--- begin Exercise data ---

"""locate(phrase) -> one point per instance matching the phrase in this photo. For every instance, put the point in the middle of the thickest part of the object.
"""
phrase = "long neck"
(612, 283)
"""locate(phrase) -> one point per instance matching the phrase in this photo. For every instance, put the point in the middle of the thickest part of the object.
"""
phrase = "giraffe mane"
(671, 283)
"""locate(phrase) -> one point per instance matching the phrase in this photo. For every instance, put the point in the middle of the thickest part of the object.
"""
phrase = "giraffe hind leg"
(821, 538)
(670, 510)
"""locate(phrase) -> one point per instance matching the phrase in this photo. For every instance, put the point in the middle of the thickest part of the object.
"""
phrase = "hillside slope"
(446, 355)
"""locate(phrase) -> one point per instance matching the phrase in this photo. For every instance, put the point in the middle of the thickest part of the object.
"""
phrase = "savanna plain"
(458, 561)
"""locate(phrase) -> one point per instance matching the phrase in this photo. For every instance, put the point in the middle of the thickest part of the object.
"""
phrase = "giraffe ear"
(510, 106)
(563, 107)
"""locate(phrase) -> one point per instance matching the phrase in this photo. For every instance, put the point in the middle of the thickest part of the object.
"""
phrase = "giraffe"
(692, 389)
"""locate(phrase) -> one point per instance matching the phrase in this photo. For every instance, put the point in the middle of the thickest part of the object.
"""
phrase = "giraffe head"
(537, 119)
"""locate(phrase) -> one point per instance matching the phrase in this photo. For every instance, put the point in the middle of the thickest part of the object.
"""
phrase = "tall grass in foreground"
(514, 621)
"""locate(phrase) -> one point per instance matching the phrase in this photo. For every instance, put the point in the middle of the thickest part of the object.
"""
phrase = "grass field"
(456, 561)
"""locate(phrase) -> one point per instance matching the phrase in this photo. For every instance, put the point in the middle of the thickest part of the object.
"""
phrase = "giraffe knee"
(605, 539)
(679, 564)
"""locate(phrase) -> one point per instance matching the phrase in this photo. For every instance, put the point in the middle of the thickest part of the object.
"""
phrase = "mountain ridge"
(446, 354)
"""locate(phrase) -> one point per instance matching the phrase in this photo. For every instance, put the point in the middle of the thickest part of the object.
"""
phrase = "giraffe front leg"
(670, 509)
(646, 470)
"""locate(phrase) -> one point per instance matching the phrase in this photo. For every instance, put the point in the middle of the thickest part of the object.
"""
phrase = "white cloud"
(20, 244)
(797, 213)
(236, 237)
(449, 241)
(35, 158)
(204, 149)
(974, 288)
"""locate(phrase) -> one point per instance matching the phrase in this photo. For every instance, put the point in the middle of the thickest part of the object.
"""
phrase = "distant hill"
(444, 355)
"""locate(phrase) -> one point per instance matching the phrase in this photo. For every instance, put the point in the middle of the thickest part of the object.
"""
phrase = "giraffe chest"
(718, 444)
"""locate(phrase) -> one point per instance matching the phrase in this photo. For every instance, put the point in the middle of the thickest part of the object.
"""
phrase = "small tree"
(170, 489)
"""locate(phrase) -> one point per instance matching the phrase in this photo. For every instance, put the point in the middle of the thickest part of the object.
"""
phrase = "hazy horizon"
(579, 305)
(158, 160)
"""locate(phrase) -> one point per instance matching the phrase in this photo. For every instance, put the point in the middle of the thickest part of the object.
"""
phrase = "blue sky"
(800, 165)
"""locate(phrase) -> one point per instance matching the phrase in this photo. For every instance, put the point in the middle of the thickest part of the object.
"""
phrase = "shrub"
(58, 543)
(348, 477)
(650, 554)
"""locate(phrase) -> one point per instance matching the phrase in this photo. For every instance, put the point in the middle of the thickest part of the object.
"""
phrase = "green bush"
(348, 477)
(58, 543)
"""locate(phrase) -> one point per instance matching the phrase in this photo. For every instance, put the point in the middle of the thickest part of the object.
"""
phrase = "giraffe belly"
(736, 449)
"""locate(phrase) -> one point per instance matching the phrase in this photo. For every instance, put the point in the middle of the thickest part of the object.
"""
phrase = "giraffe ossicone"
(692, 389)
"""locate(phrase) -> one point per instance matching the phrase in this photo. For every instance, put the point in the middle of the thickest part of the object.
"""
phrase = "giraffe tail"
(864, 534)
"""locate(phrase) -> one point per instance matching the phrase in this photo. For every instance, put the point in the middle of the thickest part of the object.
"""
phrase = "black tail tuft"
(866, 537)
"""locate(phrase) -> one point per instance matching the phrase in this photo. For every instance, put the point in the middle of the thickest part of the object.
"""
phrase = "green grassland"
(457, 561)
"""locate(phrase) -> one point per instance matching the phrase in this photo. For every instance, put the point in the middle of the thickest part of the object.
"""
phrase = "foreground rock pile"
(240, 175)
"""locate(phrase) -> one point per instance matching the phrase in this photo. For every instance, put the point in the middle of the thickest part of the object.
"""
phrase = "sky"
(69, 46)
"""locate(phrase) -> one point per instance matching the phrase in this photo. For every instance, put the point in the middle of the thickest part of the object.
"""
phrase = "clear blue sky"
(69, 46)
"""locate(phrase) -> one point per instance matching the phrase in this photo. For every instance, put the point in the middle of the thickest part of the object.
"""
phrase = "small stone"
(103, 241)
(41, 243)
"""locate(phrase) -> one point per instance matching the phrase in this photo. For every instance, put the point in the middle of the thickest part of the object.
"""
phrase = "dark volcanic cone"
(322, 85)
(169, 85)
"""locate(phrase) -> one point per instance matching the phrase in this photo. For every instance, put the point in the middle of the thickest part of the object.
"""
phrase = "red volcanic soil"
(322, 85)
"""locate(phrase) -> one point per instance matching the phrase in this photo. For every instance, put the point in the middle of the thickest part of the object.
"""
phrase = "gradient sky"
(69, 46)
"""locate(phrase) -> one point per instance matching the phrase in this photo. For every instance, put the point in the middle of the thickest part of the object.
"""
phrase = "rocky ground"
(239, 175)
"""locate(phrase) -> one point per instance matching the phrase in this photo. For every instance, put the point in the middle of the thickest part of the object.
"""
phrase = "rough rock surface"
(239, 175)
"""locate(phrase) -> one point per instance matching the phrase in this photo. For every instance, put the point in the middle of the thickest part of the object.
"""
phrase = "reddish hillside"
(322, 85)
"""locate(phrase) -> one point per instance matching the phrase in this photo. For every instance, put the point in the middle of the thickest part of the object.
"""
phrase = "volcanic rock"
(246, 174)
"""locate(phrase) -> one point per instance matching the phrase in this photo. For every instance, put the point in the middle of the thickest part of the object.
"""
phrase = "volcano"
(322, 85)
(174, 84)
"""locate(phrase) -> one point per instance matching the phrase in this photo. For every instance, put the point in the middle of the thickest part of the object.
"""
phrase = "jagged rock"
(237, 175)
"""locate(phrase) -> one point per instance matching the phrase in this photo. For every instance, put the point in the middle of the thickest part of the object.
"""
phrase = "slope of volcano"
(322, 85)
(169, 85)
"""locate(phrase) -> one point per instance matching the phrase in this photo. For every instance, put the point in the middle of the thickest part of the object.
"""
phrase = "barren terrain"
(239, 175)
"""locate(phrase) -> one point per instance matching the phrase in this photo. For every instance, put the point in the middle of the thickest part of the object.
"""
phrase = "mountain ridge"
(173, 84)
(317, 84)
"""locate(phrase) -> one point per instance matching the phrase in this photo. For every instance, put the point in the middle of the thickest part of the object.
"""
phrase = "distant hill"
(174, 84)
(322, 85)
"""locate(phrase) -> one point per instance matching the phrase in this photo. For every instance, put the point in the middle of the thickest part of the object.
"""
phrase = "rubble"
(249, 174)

--- end Exercise data ---

• **Stated goal**: Write out every entry above, word for word.

• **Task result**:
"""locate(phrase) -> one point per instance matching the phrase in this photo. For every instance, put the point in the middle of the thickest part of the object.
"""
phrase = "long neck"
(612, 283)
"""locate(phrase) -> one point per instance matching the phrase in this photo. For every instance, put the point in the middle of the thickest part of the object.
"""
phrase = "giraffe mane"
(671, 283)
"""locate(phrase) -> one point per instance matching the phrase in this photo. For every instance, put the point in the middle of the thickest part of the object.
"""
phrase = "giraffe hind leg"
(821, 538)
(670, 510)
"""locate(phrase) -> one point per instance matching the phrase in this photo. For every instance, put the point in the middle of the thickest part of the object.
"""
phrase = "hillside slope"
(446, 355)
"""locate(phrase) -> one point per instance matching the phrase in this photo. For every instance, put the point in the middle of the thickest part of the object.
"""
phrase = "savanna plain"
(458, 561)
"""locate(phrase) -> one point per instance matching the phrase in this photo. For every instance, put the point in the middle of the thickest part of the object.
"""
phrase = "giraffe ear"
(510, 106)
(563, 107)
"""locate(phrase) -> one point per instance matching the phrase in this photo. For every instance, put the point in the middle of the thickest part of the object.
"""
phrase = "giraffe"
(692, 389)
"""locate(phrase) -> one point per instance matching the phrase in this photo. For every instance, put the point in the middle of the thickest part of the object.
"""
phrase = "giraffe head"
(537, 119)
"""locate(phrase) -> one point per instance matching the phrase in this photo. For every instance, put the point in the middle of the thickest part of the object.
"""
phrase = "tall grass in foreground"
(514, 621)
"""locate(phrase) -> one point per instance matching the phrase in this photo. For every instance, put the point in the middle of the thickest part of the object.
"""
phrase = "grass field"
(456, 561)
"""locate(phrase) -> one point per instance matching the phrase in this photo. For every instance, put the point in the middle of the thickest part of the object.
"""
phrase = "giraffe knee"
(605, 539)
(679, 564)
"""locate(phrase) -> one point per instance matching the phrase in this photo. For every instance, put the point in the middle of the thickest part of the object.
"""
phrase = "mountain ridge"
(446, 354)
"""locate(phrase) -> one point per instance matching the phrase in this photo. For every instance, put the point in the middle of the thickest part of the object.
"""
phrase = "giraffe front leg"
(670, 509)
(646, 470)
"""locate(phrase) -> one point per instance matching the phrase in this photo. For every instance, put the point in the middle of the thickest part of the object.
"""
phrase = "white cloud"
(20, 244)
(797, 213)
(236, 237)
(449, 241)
(35, 158)
(204, 149)
(974, 288)
"""locate(phrase) -> one point per instance matching the phrase in this photo. For every instance, put the point in the middle of the thickest part of the object.
"""
phrase = "distant hill"
(444, 355)
"""locate(phrase) -> one point per instance matching the phrase in this photo. For every instance, put the point in the middle of the thickest part of the object.
"""
phrase = "giraffe chest"
(718, 444)
"""locate(phrase) -> one point per instance matching the phrase in this photo. For every instance, put the point in the middle of the thickest part of the object.
"""
phrase = "small tree"
(170, 489)
"""locate(phrase) -> one point per instance matching the phrase in this photo. For every instance, put the point in the middle of the thickest part of the object.
"""
phrase = "hazy horizon"
(579, 305)
(158, 160)
"""locate(phrase) -> one point per instance matching the phrase in this photo. For every instance, put the point in the middle of the thickest part of the object.
"""
phrase = "blue sky"
(800, 165)
"""locate(phrase) -> one point per instance matching the phrase in this photo. For every instance, put the point in the middle of the thickest part of the object.
"""
phrase = "shrub"
(58, 543)
(348, 477)
(650, 554)
"""locate(phrase) -> one point per instance matching the phrase in this photo. For every instance, put the point in the middle of the thickest part of the object.
"""
phrase = "green bush"
(348, 477)
(58, 543)
"""locate(phrase) -> one point per instance matching the phrase in this photo. For every instance, put the point in the middle of the thickest part of the object.
"""
phrase = "giraffe belly"
(736, 449)
"""locate(phrase) -> one point per instance matching the phrase in this photo. For every instance, put the point in the middle of the thickest part of the object.
"""
phrase = "giraffe ossicone"
(692, 389)
"""locate(phrase) -> one point per instance matching the phrase in this photo. For every instance, put the point in the middle of the thickest part of the object.
"""
phrase = "giraffe tail"
(864, 534)
"""locate(phrase) -> one point per instance matching the phrase in this photo. For every instance, put the point in the middle of the thickest part of the object.
"""
phrase = "black tail tuft"
(866, 537)
"""locate(phrase) -> one point per instance matching the phrase in this photo. For every instance, put the point in the middle of the thickest part of the object.
"""
phrase = "green grassland"
(457, 561)
"""locate(phrase) -> one point per instance matching the phrase in this photo. For every instance, put the point in the middle of the thickest part of the object.
"""
phrase = "foreground rock pile"
(240, 175)
"""locate(phrase) -> one point per instance matching the phrase in this photo. For every instance, put the point in the middle of the thickest part of the object.
"""
phrase = "sky"
(69, 46)
"""locate(phrase) -> one point per instance matching the phrase in this photo. For every instance, put the point in the middle of the thickest part of the object.
"""
phrase = "clear blue sky"
(69, 46)
"""locate(phrase) -> one point per instance matching the phrase in this photo. For every instance, put the point in the middle of the thickest part of the object.
"""
phrase = "small stone"
(103, 241)
(41, 243)
"""locate(phrase) -> one point per instance matching the phrase in this photo. For every instance, put the point in the middle of the thickest part of the object.
"""
phrase = "dark volcanic cone"
(322, 85)
(169, 85)
"""locate(phrase) -> one point per instance matching the phrase in this photo. For every instance, put the point in the middle of the thickest part of the object.
"""
phrase = "red volcanic soil"
(322, 85)
"""locate(phrase) -> one point per instance matching the phrase in this photo. For every instance, put the point in the middle of the thickest part of the object.
"""
phrase = "gradient sky"
(69, 46)
"""locate(phrase) -> one point per instance matching the phrase in this photo. For every instance, put the point in the middle of the thickest part of the object.
"""
phrase = "rocky ground"
(239, 175)
"""locate(phrase) -> one point per instance matching the phrase in this photo. For every instance, put the point in the middle of the thickest part of the object.
"""
phrase = "rough rock surface"
(239, 175)
"""locate(phrase) -> one point per instance matching the phrase in this photo. For every instance, put the point in the middle of the thickest part of the object.
"""
phrase = "reddish hillside"
(322, 85)
"""locate(phrase) -> one point per instance matching the phrase in this photo. For every instance, put the point in the middle of the thickest part of the object.
"""
phrase = "volcanic rock"
(246, 174)
"""locate(phrase) -> one point per instance matching the phrase in this photo. For every instance, put the point in the middle of the thickest part of the object.
"""
phrase = "volcano"
(322, 85)
(174, 84)
"""locate(phrase) -> one point per instance matching the phrase in this photo. For every instance, put the point in the middle of the thickest part of the object.
"""
phrase = "jagged rock"
(237, 175)
"""locate(phrase) -> one point per instance matching the phrase in this photo. For every instance, put the point in the middle of the thickest part of the object.
"""
phrase = "slope of volcano"
(322, 85)
(169, 85)
"""locate(phrase) -> one point per instance matching the phrase in this photo. For every instance, put the point in the middle of the thickest part of the object.
"""
phrase = "barren terrain"
(239, 175)
"""locate(phrase) -> one point per instance matching the phrase in this photo. For every instance, put the point in the middle of the thickest part of the object.
"""
phrase = "mountain ridge"
(173, 84)
(317, 84)
"""locate(phrase) -> one point per instance matching the phrase in this photo. For every instance, put the point in the middle of the thickest part of the object.
"""
phrase = "distant hill"
(174, 84)
(322, 85)
"""locate(phrase) -> one point per instance matching the phrase in this photo. For every instance, put the point in the middle of the thickest part of the object.
"""
phrase = "rubble"
(249, 174)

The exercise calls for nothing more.